> _TEKS BACAAN_:
━━━━━━━━━━━━━━━━━━━━━━━━━━━━━━

KONFLIK TAMBANG JANGAN USIK KEBUN DAN PERSAUDARAAN KAMI

Tahun ini menjadi Ramadhan paling pilu bagi Nuraini (35) serta empat anaknya, yaitu Serli (10), Melgi (8), Ema (4), dan Eping (7 hari). Eping adalah panggilan untuk anak yang belum diberi nama. Jumat (20/7) lalu, saat sebagian warga Desa Malei, Kecamatan Balaesang Tanjung, Kabupaten Donggala, sekitar 185 kilometer utara Kota Palu, Sulawesi Tengah, sudah menjalani hari pertama puasa, Nuraini justru harus memakamkan suaminya. Masdudin (48), yang tertembak pada bagian pinggul tembus ke perut pada Rabu pagi, tewas pada Kamis pukul 14.45 Wita.

Sebenarnya, pada Kamis dini hari Masdudin, yang sempat disembunyikan di hutan, dilarikan ke Rumah Sakit (RS) Bhayangkara karena kondisinya kritis. Namun, takdir berkata lain. Kesedihan tak hanya dirasakan keluarga Masdudin, tetapi hampir semua warga desa yang pagi itu meratapi kedatangan jenazahnya.

Beruntung, warga desa yang sebelumnya terlibat konflik dan terbagi dua kubu yang pro dan kontra terkait rencana eksploitasi tambang emas di wilayah itu menahan diri. Usai pemakaman Masdudin, mereka memilih berkonsentrasi menjalankan ibadah puasa.

Pada Selasa terjadi perusakan puluhan rumah warga yang dinilai mendukung masuknya tambang ke wilayah tersebut. Selain rumah, warga juga merusak sebuah pos polisi serta membakar sebuah kamp milik perusahaan dan dua unit kendaraan alat berat. Perusakan dilakukan warga yang menyatakan diri antitambang. Keesokan harinya saat lebih dari 100 personel polisi masuk ke wilayah itu dan menangkap warga yang diduga melakukan perusakan, terjadi bentrok antarwarga dan aparat.

━━━━━━━━━━━━━━━━━━━━━━━━━━━━━━

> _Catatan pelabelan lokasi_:

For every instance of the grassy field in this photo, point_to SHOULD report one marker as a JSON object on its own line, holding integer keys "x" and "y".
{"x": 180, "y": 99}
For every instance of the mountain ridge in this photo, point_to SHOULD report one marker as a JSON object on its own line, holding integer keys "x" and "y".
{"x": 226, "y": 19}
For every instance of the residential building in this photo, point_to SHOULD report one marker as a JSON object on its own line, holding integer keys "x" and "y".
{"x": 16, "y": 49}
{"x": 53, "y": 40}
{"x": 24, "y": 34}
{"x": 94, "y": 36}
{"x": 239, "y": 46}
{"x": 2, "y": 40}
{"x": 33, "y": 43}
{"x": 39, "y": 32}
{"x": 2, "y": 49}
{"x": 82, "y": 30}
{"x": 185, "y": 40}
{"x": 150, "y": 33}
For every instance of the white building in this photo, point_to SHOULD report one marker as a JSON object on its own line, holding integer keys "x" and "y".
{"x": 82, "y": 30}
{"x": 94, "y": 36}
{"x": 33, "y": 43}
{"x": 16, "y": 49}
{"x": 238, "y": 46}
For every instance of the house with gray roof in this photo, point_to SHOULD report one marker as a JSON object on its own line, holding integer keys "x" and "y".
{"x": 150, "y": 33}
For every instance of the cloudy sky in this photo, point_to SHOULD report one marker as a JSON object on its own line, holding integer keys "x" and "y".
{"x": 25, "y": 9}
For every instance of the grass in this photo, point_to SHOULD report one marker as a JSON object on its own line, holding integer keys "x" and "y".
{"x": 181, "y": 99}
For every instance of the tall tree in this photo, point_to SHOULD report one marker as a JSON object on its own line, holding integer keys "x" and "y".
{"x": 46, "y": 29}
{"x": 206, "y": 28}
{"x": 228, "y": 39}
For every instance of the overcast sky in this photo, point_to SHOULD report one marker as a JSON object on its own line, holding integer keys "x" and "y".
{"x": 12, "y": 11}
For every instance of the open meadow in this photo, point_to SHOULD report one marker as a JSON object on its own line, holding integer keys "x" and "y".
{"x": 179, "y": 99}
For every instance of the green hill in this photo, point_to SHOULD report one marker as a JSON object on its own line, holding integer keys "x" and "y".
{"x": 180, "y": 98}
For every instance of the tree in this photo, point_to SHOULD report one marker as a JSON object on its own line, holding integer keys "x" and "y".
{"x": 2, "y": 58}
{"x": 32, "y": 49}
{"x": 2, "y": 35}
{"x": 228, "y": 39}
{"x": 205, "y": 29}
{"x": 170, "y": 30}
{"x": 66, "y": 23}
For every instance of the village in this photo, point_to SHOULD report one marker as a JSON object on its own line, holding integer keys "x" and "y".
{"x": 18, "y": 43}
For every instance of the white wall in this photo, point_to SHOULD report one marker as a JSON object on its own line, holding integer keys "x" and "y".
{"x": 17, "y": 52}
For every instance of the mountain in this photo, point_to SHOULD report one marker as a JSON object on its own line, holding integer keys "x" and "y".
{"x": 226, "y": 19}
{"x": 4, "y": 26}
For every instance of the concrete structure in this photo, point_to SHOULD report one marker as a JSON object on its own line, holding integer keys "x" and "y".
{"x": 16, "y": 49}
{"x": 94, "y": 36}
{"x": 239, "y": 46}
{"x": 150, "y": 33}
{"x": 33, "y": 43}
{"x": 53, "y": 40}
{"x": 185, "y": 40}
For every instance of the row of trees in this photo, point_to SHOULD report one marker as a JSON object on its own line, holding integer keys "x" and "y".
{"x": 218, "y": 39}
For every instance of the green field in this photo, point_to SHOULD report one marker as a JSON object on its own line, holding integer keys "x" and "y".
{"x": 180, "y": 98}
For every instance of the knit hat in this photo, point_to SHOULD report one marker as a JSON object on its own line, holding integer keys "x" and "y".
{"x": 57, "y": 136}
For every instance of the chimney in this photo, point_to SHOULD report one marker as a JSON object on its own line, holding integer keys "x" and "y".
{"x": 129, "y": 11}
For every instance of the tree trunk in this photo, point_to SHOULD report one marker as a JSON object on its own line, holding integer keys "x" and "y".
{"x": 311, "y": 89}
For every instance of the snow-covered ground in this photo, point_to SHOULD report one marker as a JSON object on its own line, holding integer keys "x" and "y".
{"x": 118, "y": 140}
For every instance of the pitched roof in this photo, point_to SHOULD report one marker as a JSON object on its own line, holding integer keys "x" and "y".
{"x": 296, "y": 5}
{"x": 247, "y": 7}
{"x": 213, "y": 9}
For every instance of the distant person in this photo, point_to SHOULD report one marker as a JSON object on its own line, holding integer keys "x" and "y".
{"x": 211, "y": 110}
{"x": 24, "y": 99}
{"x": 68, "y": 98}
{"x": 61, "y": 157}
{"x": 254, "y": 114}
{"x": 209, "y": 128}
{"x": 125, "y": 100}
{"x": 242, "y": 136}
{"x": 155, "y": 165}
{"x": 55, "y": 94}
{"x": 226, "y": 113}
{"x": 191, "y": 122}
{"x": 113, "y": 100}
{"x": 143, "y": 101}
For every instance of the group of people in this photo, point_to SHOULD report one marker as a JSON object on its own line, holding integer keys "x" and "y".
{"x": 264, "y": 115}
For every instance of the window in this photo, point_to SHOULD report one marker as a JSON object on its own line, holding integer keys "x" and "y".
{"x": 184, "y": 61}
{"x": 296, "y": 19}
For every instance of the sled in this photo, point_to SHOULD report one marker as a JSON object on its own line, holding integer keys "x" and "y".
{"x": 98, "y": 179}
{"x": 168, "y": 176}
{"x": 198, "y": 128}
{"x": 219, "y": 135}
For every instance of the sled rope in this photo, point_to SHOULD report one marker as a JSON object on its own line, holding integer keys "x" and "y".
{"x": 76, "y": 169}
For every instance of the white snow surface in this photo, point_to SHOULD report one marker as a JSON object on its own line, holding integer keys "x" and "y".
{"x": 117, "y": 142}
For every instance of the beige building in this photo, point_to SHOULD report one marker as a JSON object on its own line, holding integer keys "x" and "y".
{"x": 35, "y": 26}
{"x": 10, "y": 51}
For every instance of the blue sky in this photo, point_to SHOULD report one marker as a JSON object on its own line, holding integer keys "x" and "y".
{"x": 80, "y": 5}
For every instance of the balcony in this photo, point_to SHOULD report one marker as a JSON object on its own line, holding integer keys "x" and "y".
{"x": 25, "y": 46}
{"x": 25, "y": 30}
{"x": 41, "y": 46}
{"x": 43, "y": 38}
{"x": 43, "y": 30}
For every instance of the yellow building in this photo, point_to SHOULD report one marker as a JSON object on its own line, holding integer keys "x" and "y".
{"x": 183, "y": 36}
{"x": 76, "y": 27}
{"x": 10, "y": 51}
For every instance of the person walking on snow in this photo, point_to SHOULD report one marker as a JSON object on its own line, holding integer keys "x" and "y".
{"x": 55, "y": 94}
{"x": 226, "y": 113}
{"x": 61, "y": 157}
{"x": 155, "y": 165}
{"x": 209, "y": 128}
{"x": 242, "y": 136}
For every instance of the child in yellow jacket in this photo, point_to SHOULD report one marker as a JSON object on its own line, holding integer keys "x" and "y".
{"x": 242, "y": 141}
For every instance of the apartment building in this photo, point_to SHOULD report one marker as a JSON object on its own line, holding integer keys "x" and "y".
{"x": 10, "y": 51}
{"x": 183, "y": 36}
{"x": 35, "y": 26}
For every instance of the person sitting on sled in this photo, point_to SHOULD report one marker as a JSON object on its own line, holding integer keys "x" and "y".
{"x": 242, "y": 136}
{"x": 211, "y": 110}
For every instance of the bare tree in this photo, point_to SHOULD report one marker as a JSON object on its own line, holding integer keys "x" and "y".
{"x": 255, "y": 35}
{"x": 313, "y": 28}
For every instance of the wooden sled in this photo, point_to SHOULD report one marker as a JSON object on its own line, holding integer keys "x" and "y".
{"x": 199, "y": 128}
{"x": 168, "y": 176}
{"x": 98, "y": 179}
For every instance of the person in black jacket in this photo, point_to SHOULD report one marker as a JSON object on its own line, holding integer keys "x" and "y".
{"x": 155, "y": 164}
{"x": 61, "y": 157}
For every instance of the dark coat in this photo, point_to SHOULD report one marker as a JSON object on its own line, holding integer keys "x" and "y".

━━━━━━━━━━━━━━━━━━━━━━━━━━━━━━

> _LATIHAN TERTULIS A_:
Pilih dan salin semua baris dalam daftar yang memuat kata "yellow".
> _LATIHAN TERTULIS B_:
Teruskan teks tentang konflik tambang di Desa Malei, mulai setelah kalimat terakhir yang ditampilkan.

> _JAWABAN LATIHAN A_:
For every instance of the yellow building in this photo, point_to SHOULD report one marker as a JSON object on its own line, holding integer keys "x" and "y".
For every instance of the child in yellow jacket in this photo, point_to SHOULD report one marker as a JSON object on its own line, holding integer keys "x" and "y".

> _JAWABAN LATIHAN B_:
Lima warga tertembak. Mereka adalah Masdudin dan Aksan (45) yang terkena tembakan di bagian belakang. Tiga lainnya adalah Idin (35) dan Rusli (38) yang masing-masing terkena di bagian kaki serta Ma’ruf (32) di pantat. Pasca-kejadian, banyak warga yang bersembunyi di hutan, termasuk korban luka tembak. Hanya Masdudin yang dilarikan keluar hutan karena kondisinya yang memburuk.

Sarat masalah

Konflik antarwarga dan dengan polisi bermula dari rencana masuknya PT Cahaya Manunggal Abadi ke Kecamatan Balaesang Tanjung untuk eksploitasi tambang emas. Perusahaan ini mengantongi izin usaha pertambangan (IUP) dengan luas areal sekitar 5.000 hektar yang mencakup delapan desa. Warga menolak karena sebagian besar lokasi yang masuk dalam izin adalah kebun dan ladang mereka yang berisi tanaman kakao, cengkeh, kelapa, dan lainnya.

”Kalau tambang ini masuk, habis semua kebun warga jadi lokasi tambang. Sejak awal kami menolak, tetapi penolakan kami tidak pernah didengar. Bahkan, izinnya keluar dan amdalnya pun keluar tanpa ada persetujuan warga,” kata Rustam, salah seorang warga setempat.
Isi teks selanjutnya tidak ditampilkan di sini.